# [WHAT YOU HAVE TO DO]
Please reproduce word for word the lines of the records beginning with the line that contains "FIND: street road" and running through the line that contains "column 315, row 75". Include both of those lines and nothing else.

[Raw records]
★ ★ ★
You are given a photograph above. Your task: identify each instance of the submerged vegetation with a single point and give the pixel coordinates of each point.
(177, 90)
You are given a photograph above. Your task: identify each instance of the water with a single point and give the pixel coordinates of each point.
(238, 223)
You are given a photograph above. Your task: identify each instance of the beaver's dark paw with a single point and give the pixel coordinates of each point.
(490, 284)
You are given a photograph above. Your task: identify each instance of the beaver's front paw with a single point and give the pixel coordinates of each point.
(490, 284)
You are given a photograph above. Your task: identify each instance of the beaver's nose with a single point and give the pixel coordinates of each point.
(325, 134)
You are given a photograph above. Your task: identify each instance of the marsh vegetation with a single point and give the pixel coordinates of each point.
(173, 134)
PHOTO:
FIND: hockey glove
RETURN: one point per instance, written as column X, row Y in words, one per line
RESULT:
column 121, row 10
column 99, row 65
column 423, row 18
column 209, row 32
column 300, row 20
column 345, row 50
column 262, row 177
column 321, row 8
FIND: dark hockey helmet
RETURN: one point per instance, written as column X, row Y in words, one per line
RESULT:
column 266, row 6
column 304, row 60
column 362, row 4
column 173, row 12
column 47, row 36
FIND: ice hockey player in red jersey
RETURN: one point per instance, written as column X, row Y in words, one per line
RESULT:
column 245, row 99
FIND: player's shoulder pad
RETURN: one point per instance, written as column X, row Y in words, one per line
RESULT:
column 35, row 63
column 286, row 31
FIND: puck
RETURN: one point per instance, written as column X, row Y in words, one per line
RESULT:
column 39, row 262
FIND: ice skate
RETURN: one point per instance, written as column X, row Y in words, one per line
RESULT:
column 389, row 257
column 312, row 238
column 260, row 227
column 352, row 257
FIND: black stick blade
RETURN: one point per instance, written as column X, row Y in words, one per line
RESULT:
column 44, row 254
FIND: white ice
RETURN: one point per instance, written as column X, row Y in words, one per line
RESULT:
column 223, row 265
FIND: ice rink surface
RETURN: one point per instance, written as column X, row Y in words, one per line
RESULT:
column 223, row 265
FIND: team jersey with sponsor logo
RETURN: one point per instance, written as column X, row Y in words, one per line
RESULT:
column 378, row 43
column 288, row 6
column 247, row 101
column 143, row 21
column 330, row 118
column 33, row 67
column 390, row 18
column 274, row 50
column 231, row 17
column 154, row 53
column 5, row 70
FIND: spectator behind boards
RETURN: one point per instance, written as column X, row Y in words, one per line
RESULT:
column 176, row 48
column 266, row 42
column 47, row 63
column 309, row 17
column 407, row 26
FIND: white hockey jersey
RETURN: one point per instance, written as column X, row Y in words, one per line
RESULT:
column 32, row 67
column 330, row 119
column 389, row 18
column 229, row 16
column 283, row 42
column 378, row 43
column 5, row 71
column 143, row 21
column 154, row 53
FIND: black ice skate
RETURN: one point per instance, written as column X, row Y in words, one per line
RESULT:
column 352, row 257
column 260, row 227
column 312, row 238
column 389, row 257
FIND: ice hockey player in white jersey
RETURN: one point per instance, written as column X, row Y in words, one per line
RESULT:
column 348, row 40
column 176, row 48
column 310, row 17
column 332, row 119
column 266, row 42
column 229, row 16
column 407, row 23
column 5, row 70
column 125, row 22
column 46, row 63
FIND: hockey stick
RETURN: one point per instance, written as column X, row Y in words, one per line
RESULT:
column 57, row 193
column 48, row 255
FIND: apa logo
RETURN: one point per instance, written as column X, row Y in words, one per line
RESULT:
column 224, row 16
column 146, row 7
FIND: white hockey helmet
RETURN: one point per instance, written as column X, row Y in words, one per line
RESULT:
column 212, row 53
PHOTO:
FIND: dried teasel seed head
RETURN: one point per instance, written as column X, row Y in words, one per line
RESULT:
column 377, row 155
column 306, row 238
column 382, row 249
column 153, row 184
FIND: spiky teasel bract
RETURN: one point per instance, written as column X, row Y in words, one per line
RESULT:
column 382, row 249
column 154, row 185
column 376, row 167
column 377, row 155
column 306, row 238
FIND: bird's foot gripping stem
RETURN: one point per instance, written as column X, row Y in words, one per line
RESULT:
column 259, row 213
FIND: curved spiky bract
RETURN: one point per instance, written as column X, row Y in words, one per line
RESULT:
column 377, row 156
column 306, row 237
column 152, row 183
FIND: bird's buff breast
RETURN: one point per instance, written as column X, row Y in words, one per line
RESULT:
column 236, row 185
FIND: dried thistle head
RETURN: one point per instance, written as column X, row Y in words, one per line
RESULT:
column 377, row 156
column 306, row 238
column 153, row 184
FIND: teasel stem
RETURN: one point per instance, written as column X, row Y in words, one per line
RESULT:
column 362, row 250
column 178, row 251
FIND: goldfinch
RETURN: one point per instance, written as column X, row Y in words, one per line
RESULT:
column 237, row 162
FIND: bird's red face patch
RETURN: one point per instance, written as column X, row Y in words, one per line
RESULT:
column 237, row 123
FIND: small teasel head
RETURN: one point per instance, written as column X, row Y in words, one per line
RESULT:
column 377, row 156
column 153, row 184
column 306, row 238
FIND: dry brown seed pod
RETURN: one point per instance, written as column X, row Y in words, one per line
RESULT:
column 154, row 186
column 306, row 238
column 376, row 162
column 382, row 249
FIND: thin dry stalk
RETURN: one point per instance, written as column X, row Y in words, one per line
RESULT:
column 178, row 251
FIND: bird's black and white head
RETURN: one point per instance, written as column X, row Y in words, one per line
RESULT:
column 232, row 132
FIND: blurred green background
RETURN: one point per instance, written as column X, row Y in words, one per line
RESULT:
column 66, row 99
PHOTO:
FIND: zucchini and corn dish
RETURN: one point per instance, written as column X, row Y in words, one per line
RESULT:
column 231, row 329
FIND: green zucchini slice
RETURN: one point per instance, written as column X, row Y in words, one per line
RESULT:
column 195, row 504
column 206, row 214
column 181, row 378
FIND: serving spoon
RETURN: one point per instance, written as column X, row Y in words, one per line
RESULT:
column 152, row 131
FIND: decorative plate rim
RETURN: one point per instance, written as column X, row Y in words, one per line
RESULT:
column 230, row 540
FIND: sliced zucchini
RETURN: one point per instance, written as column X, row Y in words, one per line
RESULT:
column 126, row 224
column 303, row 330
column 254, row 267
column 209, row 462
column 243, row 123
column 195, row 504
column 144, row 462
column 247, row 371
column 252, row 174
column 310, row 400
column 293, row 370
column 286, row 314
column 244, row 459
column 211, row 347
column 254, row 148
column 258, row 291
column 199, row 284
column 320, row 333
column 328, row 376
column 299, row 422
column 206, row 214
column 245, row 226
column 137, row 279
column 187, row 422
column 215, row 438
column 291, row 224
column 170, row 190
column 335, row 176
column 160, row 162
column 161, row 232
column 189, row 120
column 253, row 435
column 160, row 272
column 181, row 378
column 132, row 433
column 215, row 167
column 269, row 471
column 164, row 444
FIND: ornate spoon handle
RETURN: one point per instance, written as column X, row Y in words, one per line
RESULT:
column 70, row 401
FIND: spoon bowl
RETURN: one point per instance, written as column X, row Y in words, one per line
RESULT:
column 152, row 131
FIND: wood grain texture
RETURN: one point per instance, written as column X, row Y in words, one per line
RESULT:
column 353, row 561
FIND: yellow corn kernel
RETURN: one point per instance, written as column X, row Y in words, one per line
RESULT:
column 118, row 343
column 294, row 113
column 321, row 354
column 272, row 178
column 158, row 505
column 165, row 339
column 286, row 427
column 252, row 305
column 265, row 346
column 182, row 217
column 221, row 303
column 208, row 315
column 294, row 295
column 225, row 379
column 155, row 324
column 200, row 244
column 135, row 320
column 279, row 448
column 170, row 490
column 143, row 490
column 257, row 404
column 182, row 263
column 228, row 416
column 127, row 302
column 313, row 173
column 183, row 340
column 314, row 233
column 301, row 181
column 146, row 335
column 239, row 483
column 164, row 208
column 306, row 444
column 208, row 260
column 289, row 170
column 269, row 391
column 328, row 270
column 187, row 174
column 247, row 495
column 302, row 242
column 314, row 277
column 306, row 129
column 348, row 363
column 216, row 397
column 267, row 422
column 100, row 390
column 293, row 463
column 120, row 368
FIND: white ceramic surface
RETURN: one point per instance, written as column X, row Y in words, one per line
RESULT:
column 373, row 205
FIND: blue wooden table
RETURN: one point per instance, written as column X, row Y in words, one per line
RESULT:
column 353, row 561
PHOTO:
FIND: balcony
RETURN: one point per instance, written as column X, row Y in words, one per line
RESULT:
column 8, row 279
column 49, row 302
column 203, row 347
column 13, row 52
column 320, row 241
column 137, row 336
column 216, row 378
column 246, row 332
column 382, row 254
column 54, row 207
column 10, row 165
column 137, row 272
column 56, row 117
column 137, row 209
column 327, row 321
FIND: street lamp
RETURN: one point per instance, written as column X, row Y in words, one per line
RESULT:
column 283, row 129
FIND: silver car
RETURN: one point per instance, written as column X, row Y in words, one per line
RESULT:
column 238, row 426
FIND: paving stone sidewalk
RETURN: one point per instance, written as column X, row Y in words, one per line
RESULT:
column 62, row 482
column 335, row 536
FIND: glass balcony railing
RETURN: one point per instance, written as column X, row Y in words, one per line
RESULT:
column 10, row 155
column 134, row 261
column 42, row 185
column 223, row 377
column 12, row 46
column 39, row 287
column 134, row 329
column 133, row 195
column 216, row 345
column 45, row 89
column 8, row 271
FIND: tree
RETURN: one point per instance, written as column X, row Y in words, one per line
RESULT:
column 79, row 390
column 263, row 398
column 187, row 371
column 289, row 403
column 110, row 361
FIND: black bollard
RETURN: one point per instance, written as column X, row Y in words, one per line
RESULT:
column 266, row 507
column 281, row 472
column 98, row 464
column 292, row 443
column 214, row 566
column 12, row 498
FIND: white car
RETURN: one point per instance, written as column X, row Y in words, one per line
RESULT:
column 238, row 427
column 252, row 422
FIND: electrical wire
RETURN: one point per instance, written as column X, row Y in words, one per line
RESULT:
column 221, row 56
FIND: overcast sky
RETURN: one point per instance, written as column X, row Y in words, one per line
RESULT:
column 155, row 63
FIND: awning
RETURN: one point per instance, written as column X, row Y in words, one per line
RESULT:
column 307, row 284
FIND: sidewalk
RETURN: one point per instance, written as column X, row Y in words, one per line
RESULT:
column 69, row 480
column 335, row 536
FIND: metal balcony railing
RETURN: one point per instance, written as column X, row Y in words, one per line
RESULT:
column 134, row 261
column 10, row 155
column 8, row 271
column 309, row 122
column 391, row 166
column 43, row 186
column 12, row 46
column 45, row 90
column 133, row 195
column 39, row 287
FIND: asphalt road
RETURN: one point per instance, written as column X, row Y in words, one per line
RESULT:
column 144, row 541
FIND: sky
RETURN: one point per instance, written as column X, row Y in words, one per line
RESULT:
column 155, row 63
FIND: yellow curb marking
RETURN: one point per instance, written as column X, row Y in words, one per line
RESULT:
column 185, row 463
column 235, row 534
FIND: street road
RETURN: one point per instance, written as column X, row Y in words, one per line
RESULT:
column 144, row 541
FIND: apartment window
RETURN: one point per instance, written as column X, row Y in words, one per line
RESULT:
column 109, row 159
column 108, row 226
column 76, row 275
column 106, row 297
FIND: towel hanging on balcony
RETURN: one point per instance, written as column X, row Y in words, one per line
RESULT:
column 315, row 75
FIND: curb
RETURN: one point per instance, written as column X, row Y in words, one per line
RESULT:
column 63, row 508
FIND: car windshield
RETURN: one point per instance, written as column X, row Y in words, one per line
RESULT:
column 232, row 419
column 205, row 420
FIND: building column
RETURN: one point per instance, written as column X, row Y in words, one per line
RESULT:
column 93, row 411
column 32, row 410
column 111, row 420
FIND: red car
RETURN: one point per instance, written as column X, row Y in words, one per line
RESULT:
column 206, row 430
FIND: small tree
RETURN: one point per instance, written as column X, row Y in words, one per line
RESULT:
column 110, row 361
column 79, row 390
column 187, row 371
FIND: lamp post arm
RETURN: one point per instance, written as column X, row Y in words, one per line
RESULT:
★ ★ ★
# [OUTPUT FOR THIS TASK]
FIND: street road
RETURN: one point per instance, written as column X, row Y in words, one per line
RESULT:
column 144, row 541
FIND: apartment window
RETURN: one point per instance, written as column X, row Y in words, one per line
RESULT:
column 109, row 159
column 108, row 226
column 76, row 275
column 106, row 297
FIND: towel hanging on balcony
RETURN: one point per instance, written as column X, row Y in words, one per line
RESULT:
column 315, row 75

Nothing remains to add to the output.